# [WORK ORDER]
Which lines of the records contain "wagon"? Collect every one of them.

Dataset records:
= = = = = = =
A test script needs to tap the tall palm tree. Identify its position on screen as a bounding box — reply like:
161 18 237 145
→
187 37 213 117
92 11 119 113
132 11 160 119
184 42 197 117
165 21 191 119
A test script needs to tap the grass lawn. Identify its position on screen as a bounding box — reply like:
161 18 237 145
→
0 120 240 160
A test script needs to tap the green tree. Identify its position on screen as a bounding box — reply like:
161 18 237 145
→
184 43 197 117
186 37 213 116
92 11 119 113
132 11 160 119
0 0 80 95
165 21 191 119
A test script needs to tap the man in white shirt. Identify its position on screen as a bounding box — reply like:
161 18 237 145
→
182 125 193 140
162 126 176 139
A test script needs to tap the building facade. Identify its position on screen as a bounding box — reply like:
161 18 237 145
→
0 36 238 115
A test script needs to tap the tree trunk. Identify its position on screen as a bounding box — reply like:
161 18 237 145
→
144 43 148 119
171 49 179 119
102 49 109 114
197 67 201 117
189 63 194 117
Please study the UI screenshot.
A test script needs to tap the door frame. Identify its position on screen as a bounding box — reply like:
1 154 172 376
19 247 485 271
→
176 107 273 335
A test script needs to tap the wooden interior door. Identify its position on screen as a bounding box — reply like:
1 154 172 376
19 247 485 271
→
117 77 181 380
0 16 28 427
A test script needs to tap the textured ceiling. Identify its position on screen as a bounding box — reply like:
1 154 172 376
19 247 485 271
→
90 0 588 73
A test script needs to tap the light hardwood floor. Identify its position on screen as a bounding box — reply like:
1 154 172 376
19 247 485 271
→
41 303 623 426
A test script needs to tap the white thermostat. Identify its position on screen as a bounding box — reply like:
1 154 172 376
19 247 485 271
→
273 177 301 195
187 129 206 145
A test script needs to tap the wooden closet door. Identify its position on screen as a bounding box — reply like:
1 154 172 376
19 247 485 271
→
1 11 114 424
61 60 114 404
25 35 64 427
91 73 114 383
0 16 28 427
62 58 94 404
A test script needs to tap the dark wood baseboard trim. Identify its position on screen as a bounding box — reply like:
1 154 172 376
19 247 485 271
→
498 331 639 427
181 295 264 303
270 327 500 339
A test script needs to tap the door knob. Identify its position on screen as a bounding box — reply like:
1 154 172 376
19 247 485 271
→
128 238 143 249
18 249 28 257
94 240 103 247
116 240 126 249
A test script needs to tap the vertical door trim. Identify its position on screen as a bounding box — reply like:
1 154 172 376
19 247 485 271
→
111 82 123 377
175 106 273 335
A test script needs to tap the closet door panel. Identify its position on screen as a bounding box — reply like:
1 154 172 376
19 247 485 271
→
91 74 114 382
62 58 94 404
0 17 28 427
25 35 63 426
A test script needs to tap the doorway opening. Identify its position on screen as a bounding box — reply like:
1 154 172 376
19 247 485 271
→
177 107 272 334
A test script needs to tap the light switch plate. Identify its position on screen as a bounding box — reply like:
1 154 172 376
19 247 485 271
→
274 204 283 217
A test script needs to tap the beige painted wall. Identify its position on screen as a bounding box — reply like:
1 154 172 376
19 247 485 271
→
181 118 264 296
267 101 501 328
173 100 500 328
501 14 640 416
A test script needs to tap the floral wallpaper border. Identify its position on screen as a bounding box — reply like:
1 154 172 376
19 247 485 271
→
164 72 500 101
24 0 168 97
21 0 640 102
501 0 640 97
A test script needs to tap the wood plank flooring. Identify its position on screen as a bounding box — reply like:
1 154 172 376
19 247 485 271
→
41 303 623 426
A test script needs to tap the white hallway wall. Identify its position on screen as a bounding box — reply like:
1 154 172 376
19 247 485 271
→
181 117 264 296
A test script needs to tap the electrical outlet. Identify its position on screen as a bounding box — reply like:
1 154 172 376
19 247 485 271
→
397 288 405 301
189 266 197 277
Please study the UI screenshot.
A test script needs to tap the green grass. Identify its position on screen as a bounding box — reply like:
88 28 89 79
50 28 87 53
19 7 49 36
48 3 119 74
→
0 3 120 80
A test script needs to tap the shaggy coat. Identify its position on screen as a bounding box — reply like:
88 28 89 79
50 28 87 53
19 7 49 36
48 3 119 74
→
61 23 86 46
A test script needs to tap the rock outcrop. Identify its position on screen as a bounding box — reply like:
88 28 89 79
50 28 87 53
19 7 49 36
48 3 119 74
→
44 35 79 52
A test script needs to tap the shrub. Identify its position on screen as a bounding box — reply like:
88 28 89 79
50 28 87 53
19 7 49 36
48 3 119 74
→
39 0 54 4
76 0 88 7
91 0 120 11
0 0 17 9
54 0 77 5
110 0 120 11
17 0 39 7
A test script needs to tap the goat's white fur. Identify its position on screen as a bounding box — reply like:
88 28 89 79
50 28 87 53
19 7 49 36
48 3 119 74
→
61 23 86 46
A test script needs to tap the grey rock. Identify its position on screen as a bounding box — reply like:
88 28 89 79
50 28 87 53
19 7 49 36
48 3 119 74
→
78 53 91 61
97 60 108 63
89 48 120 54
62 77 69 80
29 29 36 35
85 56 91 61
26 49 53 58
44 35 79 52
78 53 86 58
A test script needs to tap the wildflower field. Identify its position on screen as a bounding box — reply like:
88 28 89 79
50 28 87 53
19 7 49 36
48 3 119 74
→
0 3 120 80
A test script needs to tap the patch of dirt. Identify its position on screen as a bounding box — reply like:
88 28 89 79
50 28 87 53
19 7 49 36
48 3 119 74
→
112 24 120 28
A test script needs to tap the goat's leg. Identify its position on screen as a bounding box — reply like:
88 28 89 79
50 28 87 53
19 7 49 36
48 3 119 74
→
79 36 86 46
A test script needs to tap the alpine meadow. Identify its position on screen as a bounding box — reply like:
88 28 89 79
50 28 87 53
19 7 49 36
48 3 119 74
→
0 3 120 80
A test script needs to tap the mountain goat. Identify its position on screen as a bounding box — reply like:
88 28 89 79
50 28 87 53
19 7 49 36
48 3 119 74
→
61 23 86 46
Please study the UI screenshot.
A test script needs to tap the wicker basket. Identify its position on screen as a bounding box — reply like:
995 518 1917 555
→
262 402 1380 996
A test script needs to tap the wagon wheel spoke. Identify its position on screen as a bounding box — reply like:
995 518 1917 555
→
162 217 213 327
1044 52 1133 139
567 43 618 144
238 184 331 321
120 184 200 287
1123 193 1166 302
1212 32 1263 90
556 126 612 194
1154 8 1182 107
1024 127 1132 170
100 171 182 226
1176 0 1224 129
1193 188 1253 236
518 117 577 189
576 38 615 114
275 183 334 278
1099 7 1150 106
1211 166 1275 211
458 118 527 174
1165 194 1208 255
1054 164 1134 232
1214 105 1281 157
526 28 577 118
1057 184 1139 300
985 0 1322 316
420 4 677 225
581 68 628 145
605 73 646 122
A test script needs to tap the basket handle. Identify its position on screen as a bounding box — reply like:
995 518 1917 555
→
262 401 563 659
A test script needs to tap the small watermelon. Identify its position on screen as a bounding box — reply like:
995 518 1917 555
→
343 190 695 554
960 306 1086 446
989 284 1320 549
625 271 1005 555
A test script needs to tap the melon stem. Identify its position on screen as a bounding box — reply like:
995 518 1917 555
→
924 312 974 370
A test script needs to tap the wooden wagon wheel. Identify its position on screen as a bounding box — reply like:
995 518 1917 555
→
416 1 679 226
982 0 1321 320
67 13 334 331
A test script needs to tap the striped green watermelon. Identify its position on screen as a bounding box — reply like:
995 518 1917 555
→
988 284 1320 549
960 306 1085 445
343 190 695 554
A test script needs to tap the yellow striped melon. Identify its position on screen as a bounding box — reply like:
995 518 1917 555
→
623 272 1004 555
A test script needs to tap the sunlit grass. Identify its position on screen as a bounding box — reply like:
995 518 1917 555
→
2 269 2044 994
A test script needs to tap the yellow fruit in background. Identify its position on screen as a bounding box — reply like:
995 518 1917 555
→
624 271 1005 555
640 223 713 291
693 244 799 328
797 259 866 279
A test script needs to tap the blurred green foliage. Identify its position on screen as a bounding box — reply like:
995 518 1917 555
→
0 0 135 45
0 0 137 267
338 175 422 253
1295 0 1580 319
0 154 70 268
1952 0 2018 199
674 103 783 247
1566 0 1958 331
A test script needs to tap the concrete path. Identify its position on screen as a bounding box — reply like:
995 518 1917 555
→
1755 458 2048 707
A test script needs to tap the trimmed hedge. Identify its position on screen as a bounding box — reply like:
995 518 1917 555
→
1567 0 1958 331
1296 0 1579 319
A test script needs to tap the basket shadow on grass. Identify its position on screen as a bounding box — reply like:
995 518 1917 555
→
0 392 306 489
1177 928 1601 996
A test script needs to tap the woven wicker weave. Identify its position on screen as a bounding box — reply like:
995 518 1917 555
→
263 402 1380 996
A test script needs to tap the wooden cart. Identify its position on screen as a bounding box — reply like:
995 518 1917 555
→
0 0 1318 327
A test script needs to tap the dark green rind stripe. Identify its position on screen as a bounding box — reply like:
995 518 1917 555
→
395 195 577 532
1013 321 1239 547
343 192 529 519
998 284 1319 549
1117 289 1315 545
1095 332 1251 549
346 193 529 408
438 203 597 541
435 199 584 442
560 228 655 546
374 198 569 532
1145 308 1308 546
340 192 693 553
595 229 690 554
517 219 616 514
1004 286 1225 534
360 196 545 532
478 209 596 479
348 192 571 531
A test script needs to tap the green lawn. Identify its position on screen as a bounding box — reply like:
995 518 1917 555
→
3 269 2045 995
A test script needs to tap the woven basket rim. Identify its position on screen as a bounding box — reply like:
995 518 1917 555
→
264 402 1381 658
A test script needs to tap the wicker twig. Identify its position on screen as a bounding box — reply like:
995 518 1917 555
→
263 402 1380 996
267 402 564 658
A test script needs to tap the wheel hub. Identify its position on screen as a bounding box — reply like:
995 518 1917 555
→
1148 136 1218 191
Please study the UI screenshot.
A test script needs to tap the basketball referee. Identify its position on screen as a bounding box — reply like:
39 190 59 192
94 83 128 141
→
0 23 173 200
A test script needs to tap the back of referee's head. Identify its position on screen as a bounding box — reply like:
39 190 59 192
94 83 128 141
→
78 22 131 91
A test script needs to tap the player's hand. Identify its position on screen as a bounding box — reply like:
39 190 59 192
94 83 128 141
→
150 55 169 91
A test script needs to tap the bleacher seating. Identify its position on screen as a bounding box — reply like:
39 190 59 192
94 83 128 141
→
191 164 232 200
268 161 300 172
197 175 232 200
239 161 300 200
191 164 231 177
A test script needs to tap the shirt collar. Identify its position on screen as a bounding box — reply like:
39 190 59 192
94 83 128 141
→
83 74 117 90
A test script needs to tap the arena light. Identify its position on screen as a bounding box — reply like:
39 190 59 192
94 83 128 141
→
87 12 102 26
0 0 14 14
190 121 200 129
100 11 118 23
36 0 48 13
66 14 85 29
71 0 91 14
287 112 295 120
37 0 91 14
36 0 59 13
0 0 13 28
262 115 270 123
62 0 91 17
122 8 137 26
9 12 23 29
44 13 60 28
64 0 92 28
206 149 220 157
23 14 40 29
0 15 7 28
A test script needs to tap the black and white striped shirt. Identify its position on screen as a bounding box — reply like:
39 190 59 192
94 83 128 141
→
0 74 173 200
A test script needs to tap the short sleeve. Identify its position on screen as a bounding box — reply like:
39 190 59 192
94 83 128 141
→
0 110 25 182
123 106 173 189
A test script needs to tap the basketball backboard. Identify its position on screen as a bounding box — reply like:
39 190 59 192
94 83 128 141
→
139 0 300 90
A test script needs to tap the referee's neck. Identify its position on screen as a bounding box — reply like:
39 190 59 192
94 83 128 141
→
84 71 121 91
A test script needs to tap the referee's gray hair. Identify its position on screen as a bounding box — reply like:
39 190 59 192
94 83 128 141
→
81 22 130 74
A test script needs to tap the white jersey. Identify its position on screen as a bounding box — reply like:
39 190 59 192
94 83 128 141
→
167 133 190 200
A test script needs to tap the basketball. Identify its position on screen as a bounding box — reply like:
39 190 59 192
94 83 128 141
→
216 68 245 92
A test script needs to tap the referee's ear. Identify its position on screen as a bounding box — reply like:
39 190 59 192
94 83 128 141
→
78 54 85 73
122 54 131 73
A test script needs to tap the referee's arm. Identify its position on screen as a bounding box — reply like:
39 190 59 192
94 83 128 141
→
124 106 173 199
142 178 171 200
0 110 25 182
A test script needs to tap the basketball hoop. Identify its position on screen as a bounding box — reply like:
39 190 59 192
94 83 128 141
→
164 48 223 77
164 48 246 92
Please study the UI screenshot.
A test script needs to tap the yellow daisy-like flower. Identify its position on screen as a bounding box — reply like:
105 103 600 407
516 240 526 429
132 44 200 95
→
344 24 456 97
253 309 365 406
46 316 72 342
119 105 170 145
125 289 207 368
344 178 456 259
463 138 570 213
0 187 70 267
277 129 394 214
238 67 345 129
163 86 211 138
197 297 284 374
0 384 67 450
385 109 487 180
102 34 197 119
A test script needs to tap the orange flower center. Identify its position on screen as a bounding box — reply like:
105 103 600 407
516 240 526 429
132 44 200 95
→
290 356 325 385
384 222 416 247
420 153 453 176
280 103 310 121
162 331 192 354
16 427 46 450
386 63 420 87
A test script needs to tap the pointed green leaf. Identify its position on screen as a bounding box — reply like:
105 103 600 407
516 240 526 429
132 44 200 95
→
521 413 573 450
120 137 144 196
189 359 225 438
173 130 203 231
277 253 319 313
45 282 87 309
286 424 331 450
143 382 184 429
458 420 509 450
= = = = = = =
# [WRITTEN REPLY]
A test script needs to tap the wagon wheel spoke. Identify its position on screen as a bounding box — reply like:
A test script needs to tap the wooden wagon wheel. Identify its position on screen as a bounding box — reply like:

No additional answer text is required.